» Task requirements
Everything in the listing below has to be repeated exactly, except the pictures.

» Supplied data

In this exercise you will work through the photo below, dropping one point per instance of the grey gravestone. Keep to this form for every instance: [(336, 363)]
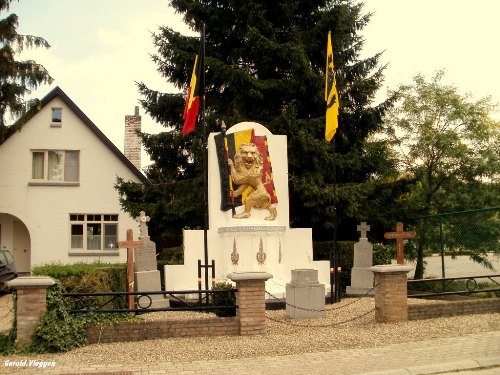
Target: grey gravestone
[(145, 259), (147, 276), (361, 276), (305, 296)]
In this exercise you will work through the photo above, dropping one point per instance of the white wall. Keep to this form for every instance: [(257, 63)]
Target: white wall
[(45, 209)]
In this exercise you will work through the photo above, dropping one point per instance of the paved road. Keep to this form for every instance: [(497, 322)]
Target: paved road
[(475, 354)]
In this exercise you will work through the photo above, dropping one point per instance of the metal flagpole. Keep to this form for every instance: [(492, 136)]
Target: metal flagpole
[(335, 227), (205, 156)]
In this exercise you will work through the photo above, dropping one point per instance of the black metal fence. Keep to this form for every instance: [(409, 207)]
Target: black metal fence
[(459, 244), (478, 286), (182, 300)]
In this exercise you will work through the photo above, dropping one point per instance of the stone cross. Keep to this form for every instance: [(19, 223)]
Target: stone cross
[(399, 235), (142, 219), (130, 245), (363, 228)]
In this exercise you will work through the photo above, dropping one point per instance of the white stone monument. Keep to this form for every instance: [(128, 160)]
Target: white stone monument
[(361, 275), (147, 276), (260, 240)]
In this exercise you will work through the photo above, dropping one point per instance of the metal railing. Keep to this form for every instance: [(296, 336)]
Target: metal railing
[(454, 286), (459, 244), (91, 303)]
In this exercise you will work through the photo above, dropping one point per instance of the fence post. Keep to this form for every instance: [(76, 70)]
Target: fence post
[(391, 293), (31, 295), (251, 301)]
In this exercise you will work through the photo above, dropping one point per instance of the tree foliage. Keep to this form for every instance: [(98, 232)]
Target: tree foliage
[(450, 145), (17, 78), (265, 62)]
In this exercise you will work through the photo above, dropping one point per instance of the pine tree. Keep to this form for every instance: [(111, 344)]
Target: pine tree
[(265, 62), (17, 78)]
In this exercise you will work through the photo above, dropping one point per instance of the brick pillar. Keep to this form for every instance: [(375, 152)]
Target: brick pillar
[(251, 301), (31, 293), (391, 303)]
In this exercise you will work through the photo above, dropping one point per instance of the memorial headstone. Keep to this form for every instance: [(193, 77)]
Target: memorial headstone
[(257, 236), (147, 276), (305, 296), (361, 276)]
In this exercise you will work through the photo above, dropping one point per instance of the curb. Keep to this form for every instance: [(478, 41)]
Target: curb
[(443, 367)]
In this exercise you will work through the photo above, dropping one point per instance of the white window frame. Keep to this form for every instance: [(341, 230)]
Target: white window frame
[(102, 241), (56, 117), (66, 174)]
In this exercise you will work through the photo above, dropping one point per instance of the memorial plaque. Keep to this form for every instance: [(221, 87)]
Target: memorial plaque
[(145, 258)]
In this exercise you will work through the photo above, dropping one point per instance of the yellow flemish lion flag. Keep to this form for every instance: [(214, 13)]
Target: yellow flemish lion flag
[(331, 95)]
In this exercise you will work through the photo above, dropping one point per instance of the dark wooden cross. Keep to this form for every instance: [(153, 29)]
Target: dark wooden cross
[(130, 245), (363, 228), (399, 235)]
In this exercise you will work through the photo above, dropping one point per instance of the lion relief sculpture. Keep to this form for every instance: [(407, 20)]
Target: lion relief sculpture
[(246, 171)]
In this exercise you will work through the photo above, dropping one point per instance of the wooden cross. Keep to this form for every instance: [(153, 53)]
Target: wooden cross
[(399, 235), (130, 245), (363, 228)]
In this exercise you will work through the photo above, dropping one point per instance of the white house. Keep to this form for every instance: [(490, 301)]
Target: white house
[(58, 203)]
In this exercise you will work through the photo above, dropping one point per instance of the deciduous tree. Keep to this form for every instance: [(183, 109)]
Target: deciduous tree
[(449, 144)]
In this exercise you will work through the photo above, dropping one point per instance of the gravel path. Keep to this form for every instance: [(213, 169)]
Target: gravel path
[(349, 324)]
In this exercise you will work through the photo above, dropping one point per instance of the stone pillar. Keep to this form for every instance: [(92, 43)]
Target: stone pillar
[(391, 303), (251, 301), (31, 295)]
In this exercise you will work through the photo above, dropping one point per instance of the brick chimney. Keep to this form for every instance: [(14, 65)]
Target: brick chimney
[(132, 140)]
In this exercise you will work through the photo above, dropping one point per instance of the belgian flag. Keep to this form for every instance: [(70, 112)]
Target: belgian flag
[(192, 106)]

» Response to this task
In this exercise you will work through the photo below, dropping one point per instance of the grey gravestone. Keep to this form for every instance: [(336, 363)]
Target: grey gravestone
[(145, 259), (147, 276), (361, 276), (305, 296)]
In this exercise you will work through the photo above, dropping one point per instance of the white wall. Keep to this form for every instance: [(257, 63)]
Target: white wall
[(45, 209)]
In this exercise you will work through the photo above, dropping one point per instance of the paved road. Keep to this form for every instance: [(497, 322)]
Target: paved road
[(475, 354)]
In this exercise you will work through the photo above, dropping one point per instance of the metal flagpole. Keep to this form for every instance: [(492, 136)]
Target: metal flagpole
[(335, 227), (205, 156)]
In this exercise you will work through the photo above, dropping one point per instance of the black metal fence. Keep to this form for every instance: [(409, 207)]
Target: black metal fence
[(459, 244), (478, 286), (182, 300)]
In this exercise you will work through the photo above, dropping one point per instance of the stone cross. Keep to this form for every instance: [(19, 223)]
Target: stone cross
[(399, 235), (142, 219), (130, 245), (363, 228)]
In this exercise you will work through the photo above, dropping one point per instance of the white stone monument. Keep to this form for every instance: [(128, 160)]
Target: white stone monument
[(361, 275), (147, 276), (260, 240)]
In this exercise you will work through the photo above, dropping one point per instance of the metal railing. Keep to this form for every instance: [(296, 336)]
Target: metal railing
[(454, 286), (459, 244), (91, 303)]
In this exercise you will work through the photo above, dropping one point per instance of the fence post. Keep to this form for every instance: [(76, 70)]
Target: fence post
[(391, 293), (31, 295), (251, 301)]
In this exercise you will work through the photo above, dropping one point per instance of the tree foliage. Keep to this form for every instance: [(98, 232)]
Target: tree foliage
[(450, 145), (17, 78), (265, 62)]
In this exercise you will work through the photo above, dropping one point per instance of the pine tree. Keep to this form for every instance: [(111, 344)]
Target: pine tree
[(265, 62), (17, 78)]
In this exercise you will work through the photo above, dropping one point per instance of the brick pillar. Keep to this form for every instance: [(375, 152)]
Target: brick pillar
[(251, 301), (31, 293), (391, 303)]
In this exercise you will work through the photo above, dropping one point per instance of the memorial headstone. Keep to this form for every instance: [(193, 77)]
Target: memorial headstone
[(257, 236), (147, 276), (305, 296), (361, 276)]
In this exercise you will work through the photo above, dropping one point per instance of the curb. Keep to this form for every instance: [(478, 41)]
Target: curb
[(443, 367)]
In this exercise you will work through the photo above, dropping one point per instance of the white window frame. Keep to this form for every instance: [(341, 230)]
Target: white window frame
[(102, 241), (56, 117), (66, 174)]
In this exercise you will work through the photo above, dropping one point per instance of the memorial plaque. Keep to this form for every instance: [(221, 87)]
Target: memorial plaque
[(145, 258)]
In this exercise you will work through the photo above, dropping one point per instance of the yellow flemish lion flag. Keep to this form for every instance: [(214, 13)]
Target: yellow flemish lion flag
[(331, 95)]
In this exercise you will work through the photo above, dropping one point per instance of the dark wooden cross. Keep to this form for every instance: [(153, 29)]
Target: dark wooden cross
[(130, 245), (363, 228), (399, 235)]
In this exercise you will work through the photo above, dropping one point per instance of the lion relief sculpture. Keep to this form for every instance: [(407, 20)]
Target: lion relief sculpture
[(246, 171)]
In this exercise you will work through the photo above, dropping one point per instance of the wooden cross. Keep to this form for every instance: [(153, 53)]
Target: wooden cross
[(399, 235), (130, 245), (363, 228)]
In this exercise you will work through the photo above, dropping one point per instance of the white house. Keep to this form for every instance: [(490, 301)]
Target: white house
[(58, 203)]
In this exercise you will work through the photo above, dropping one point per instance of the deciduous tree. Keep to this form for every instance: [(183, 109)]
Target: deciduous tree
[(449, 144)]
In this exercise you will work through the photo above, dropping one point per instance of the gravel path. Keep to this form for every instance: [(213, 169)]
Target: gravel path
[(349, 324)]
In this exercise you will work through the photo above, dropping one point per instance of the stone pillar. Keep to this form for every instance: [(92, 43)]
Target: stone pillar
[(391, 303), (251, 301), (31, 295)]
In this exercise you will work through the photo above, dropping one point per instance of the brick chimney. Keep to this form for every instance: [(14, 65)]
Target: brick chimney
[(132, 140)]
In this exercise you will work through the photo above, dropping one point per instance of the belgian flag. Keep to this form for every instance: [(70, 112)]
Target: belgian flag
[(192, 106)]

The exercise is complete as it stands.